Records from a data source
begin
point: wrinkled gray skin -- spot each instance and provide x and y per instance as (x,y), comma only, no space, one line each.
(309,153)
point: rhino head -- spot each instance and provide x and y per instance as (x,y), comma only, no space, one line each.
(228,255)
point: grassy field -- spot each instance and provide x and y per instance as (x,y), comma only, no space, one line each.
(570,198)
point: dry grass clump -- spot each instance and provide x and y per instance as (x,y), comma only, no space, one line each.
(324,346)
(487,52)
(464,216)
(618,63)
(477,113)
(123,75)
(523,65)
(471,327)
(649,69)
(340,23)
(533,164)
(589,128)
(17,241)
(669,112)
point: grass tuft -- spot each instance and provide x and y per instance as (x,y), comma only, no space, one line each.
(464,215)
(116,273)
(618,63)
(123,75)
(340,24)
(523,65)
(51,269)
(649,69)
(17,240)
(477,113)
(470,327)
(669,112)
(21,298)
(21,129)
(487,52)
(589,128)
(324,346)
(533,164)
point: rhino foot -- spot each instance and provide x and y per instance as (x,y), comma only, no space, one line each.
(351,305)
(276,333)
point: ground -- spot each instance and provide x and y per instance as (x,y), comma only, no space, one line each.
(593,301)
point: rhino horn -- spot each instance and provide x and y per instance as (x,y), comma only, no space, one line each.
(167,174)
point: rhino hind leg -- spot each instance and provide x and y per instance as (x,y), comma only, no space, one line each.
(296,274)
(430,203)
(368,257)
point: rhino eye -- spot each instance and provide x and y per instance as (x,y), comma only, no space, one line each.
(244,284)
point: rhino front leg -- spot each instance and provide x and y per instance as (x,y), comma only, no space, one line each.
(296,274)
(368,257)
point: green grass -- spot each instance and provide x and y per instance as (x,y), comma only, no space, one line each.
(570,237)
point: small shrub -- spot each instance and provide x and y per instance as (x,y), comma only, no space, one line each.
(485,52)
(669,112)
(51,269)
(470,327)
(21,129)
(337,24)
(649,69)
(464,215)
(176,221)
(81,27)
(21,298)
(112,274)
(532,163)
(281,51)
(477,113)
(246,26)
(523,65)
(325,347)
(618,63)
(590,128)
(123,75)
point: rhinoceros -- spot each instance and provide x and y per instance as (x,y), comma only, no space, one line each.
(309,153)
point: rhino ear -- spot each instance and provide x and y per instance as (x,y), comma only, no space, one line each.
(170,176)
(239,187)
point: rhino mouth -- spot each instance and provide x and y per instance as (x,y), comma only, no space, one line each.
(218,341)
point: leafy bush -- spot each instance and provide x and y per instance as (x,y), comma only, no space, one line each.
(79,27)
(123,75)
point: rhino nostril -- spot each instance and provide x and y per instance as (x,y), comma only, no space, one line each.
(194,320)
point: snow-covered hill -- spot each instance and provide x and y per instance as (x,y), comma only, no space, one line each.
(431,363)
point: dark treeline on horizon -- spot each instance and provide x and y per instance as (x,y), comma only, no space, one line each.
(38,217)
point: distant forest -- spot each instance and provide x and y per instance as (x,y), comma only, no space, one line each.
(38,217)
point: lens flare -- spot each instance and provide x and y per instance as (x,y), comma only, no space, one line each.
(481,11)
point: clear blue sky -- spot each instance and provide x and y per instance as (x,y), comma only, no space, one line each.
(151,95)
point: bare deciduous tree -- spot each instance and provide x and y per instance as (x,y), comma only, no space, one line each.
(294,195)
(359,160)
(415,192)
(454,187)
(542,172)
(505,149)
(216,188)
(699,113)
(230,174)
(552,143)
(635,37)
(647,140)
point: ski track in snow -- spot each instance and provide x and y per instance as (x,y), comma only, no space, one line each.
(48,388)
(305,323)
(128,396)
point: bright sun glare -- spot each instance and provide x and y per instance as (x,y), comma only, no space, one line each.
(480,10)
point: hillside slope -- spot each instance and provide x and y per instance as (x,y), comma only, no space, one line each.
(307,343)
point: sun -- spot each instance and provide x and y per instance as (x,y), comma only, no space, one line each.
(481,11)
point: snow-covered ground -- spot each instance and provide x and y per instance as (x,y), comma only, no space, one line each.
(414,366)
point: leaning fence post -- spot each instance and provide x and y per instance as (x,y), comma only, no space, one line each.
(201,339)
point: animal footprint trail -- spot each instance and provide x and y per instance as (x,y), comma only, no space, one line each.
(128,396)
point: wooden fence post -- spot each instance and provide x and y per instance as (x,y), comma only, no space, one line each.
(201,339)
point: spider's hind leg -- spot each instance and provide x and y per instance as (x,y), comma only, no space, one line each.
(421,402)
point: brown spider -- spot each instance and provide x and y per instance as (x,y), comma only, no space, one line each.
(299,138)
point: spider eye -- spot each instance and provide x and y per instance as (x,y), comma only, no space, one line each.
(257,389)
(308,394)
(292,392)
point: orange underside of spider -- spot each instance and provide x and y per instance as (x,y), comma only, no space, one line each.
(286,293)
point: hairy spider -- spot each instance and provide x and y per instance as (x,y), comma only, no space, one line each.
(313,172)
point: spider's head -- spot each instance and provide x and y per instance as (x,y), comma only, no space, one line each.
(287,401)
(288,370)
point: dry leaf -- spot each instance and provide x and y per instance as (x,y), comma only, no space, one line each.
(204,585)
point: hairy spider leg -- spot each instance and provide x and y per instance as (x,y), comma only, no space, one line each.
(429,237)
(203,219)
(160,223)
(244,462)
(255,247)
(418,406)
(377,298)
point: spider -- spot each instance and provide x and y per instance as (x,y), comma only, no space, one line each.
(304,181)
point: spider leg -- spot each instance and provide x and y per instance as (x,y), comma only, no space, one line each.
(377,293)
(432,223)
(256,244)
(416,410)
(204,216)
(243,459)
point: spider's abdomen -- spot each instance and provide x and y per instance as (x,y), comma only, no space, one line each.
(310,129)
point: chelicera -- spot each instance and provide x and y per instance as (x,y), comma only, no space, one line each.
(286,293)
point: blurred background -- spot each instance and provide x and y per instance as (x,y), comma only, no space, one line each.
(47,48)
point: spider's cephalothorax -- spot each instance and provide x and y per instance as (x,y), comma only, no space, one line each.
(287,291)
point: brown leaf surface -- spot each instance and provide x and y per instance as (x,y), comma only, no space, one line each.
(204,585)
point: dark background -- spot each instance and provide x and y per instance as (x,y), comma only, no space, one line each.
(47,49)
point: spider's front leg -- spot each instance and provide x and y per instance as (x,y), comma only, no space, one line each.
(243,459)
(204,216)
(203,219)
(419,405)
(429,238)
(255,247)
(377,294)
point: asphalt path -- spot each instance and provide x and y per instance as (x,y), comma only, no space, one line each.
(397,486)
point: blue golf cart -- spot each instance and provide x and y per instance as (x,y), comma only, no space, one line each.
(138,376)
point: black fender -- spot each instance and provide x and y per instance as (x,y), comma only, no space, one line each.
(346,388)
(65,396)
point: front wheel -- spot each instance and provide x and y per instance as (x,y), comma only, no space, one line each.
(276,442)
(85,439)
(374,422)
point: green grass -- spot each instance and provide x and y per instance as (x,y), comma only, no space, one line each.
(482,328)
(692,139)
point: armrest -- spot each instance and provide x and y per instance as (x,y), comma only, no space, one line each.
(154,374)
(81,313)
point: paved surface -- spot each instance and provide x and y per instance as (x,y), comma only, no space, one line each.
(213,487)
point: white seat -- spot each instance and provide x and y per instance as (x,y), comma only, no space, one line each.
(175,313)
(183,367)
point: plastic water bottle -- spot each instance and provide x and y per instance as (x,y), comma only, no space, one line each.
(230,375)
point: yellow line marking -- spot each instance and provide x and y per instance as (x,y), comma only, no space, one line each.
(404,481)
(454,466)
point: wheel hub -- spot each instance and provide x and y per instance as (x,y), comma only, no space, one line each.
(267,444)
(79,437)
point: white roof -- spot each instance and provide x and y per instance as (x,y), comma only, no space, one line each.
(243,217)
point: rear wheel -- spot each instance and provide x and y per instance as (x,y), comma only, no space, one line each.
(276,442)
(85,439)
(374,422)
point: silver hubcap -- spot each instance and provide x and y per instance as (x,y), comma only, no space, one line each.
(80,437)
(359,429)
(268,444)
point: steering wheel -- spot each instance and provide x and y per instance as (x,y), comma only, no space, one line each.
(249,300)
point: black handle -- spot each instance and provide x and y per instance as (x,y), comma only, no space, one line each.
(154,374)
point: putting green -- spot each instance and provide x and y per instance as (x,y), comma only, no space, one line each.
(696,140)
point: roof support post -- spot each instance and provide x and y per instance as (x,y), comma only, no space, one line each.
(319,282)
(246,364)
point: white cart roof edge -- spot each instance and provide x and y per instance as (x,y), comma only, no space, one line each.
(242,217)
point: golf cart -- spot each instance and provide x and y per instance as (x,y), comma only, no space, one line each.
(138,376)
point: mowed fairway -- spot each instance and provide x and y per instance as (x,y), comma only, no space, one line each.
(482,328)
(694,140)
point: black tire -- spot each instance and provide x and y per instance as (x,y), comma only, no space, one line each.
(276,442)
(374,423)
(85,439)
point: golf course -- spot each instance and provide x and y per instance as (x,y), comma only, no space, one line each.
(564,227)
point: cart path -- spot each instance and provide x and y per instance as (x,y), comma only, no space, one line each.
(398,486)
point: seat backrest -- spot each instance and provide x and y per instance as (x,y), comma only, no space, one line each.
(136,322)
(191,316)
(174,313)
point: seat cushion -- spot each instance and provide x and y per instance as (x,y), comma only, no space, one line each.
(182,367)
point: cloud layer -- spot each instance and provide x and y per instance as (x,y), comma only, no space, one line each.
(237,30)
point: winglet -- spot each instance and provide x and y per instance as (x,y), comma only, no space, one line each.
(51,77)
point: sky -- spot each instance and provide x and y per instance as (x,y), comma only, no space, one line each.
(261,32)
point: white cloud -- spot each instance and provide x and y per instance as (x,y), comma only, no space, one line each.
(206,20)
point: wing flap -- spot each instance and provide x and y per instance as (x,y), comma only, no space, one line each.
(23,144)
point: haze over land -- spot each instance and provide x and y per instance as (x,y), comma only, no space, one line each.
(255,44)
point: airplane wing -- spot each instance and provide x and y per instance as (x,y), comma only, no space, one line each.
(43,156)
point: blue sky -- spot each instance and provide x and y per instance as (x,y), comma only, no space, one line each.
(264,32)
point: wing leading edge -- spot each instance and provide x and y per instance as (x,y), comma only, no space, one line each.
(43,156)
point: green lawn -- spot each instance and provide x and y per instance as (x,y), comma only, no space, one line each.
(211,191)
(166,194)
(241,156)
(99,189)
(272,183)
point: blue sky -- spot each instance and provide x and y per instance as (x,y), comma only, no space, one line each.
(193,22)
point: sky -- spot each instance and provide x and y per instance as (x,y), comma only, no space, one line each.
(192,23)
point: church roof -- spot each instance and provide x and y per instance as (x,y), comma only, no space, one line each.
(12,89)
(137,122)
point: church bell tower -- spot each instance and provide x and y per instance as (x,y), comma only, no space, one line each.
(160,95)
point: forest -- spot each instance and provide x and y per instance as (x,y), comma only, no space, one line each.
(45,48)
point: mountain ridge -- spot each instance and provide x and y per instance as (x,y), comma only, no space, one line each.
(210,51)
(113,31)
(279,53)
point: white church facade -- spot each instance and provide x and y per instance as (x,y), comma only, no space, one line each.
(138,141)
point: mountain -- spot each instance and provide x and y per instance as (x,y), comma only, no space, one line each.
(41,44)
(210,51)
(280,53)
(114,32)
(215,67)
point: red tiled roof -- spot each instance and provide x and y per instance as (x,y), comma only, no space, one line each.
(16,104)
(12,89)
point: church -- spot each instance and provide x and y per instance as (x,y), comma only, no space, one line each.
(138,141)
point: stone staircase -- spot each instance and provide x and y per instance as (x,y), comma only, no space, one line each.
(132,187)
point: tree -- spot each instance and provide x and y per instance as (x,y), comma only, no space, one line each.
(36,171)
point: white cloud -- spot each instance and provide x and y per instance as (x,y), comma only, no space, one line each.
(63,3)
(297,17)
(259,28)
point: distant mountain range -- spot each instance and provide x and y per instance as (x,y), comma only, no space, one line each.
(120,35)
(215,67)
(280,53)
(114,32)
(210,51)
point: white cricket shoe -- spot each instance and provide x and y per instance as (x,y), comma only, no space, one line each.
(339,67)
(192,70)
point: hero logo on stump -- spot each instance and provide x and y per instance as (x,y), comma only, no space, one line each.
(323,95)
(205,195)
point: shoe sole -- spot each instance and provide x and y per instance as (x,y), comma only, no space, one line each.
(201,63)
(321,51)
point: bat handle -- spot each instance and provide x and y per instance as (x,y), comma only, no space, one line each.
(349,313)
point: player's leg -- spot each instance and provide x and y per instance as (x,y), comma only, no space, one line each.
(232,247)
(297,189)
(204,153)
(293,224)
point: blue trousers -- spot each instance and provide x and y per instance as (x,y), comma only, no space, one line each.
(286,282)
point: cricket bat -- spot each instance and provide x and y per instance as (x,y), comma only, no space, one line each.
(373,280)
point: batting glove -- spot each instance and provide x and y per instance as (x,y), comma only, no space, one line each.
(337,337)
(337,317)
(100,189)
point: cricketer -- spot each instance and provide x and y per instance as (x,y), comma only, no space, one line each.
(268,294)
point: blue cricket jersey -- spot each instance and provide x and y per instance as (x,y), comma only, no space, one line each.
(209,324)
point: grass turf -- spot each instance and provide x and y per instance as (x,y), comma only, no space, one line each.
end
Copy the rows from the line with "point: blue cricket" up to and including the last row, keeping every character the same.

#### Response to the task
point: blue cricket jersey -- spot each instance and provide x and y per instance as (x,y), comma only, no space, one line each.
(209,324)
point: grass turf -- spot each instance and provide x and y per instance as (x,y), comma only, no space, one line each.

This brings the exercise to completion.